(Directive A): According to the article on Poe in Philadelphia, during which years did Poe live in the city?
(Directive B): Decide whether each statement agrees with the article on Poe in Philadelphia: (i) Poe was born in Baltimore. (ii) The Free Library exhibition is on view through February 13. (iii) The two houses at the Poe House site are furnished with original pieces.
(Directive C): Write a continuation of the article on Poe in Philadelphia from where it stops.

--- BEGIN Text block ---

Courtesy Free Library of Philadelphia
Charles Dickens’s pet raven, Grip, and the inspiration behind Poe’s best-known work is on view at the Free Library.

The City of Brotherly Love fêtes its darker side.

Philadelphia isn’t the only city staking a claim to Edgar Allen Poe in 2009 — there’s also Boston, where he was born, and Baltimore, where he died in 1849, aged 40 and miserable. Some might argue that for a writer whose raw material was diabolism and eerie suspense, the attention should go to the city that claims Poe’s corpse. But better to save visits to his grave in Baltimore for the 160th anniversary of his death in October. More important is Poe’s 200th birthday this month, and the place to celebrate in early 2009 is Philly, where Poe enjoyed six (1838–44) of his happiest and most productive years, turning out some of his best short stories and criticism while editing two magazines.

At the rare book division of the Free Library is “Quoth the Raven: A 200 Year Remembrance of the Life and Legacy of Edgar Allan Poe,” on view through February 13 for hard-core Poe fans who want to see autographed manuscripts, including “The Raven” and “Murders in the Rue Morgue,” and first editions of “Tamerlane” and “The Balloon Hoax.” The show’s star is a stuffed bird, Grip, Charles Dickens’s pet raven and the inspiration behind Poe’s best-known work, which he started in Philadelphia but published after moving to New York. (While you’re at the library be sure to save some time for the four recently rediscovered banners by Alexander Calder, on view until March.)

Poe had several addresses during his stay in Philadelphia, but only one is still around today. For the bicentennial, the Edgar Allan Poe National Historic Site, otherwise known as Poe House, located at Seventh and Spring Garden Streets, just reopened with several new exhibits. Poe lived in the house for about a year and a half, producing works including “Black Cat” — a trip to the basement, which remains largely unchanged, will resonate with those who remember the story’s creepy details. In the houses (the site extends to the one next door, though neither is furnished with original pieces) visitors can listen to readings of Poe’s work by such modern-day scaremongers as Vincent Price, Basil Rathbone, and Christopher Walken. There’s also a new exhibit about the writer’s life and work in Philadelphia, as well as an interactive exhibit for children involving Poe’s brain.

--- END Text block ---
--- BEGIN Records supplied ---

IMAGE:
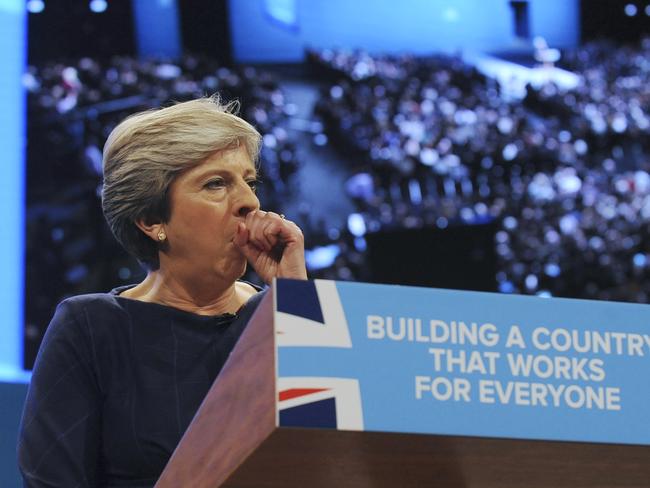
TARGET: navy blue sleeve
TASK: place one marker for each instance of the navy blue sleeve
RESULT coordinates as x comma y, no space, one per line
60,429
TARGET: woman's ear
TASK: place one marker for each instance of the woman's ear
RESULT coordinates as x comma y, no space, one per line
155,231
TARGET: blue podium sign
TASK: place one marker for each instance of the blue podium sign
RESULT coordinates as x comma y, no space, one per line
356,356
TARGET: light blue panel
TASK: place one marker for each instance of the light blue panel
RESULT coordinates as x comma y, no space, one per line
558,21
386,26
12,175
387,368
157,28
256,37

--- END Records supplied ---

(Written answer A): 1838–44

(Written answer B):
(i) No: "Boston, where he was born"
(ii) Yes: "on view through February 13"
(iii) No: "neither is furnished with original pieces"

(Written answer C):
Of course no one can know what was really going on in Poe’s brain during his years in Philadelphia, but a few attractions founded around that time might provide some insight into his influences.

SHRINE OF SAINT JOHN NEUMANN
Fans of Poe’s story “The Tell-Tale Heart,” which was written in Philadelphia, should add to their itinerary a visit to the National Shrine of Saint John Neumann, at the Parish of Saint Peter the Apostle not far from the Poe house. Named the Bishop of Philadelphia at age 41 in 1852, the German-born John Neumann died near his then-new cathedral on Logan Square in 1860 and was buried in a basement crypt at St. Peter that drew ever-increasing numbers of pilgrims over the years as many claimed miracles resulted from their visits. Pope Paul VI declared John Neumann “blessed” in 1963, and the church exhumed his remains and placed him in a glass altar in a lower church, where worshippers now gaze upon his actual corpse during mass. He was named a saint in 1977.
1019 North Fifth Street
215/627-3080
stjohnneumann.org

EASTERN STATE PENITENTIARY
Further west, toward the Philadelphia Museum of Art, is Philadelphia’s most haunted attraction, the Eastern State Penitentiary. When it opened in 1829, the building was the most technologically advanced in the country — it had electricity and running water before the White House did — and its “hub and spoke” or panopticon layout, in which one guard can survey several cell blocks from a central hub, has served as a model for some 300 other U.S. prisons using its solitary-confinement or so-called “Pennsylvania System” (it also served as the setting for the insane asylum in the 1995 film Twelve Monkeys). Over 75,000 inmates served time there before it closed in 1971, including Al Capone and Willie Sutton. Dress warmly: The crumbling structure is unheated and the tour is largely outside.
22nd St. and Fairmount Ave.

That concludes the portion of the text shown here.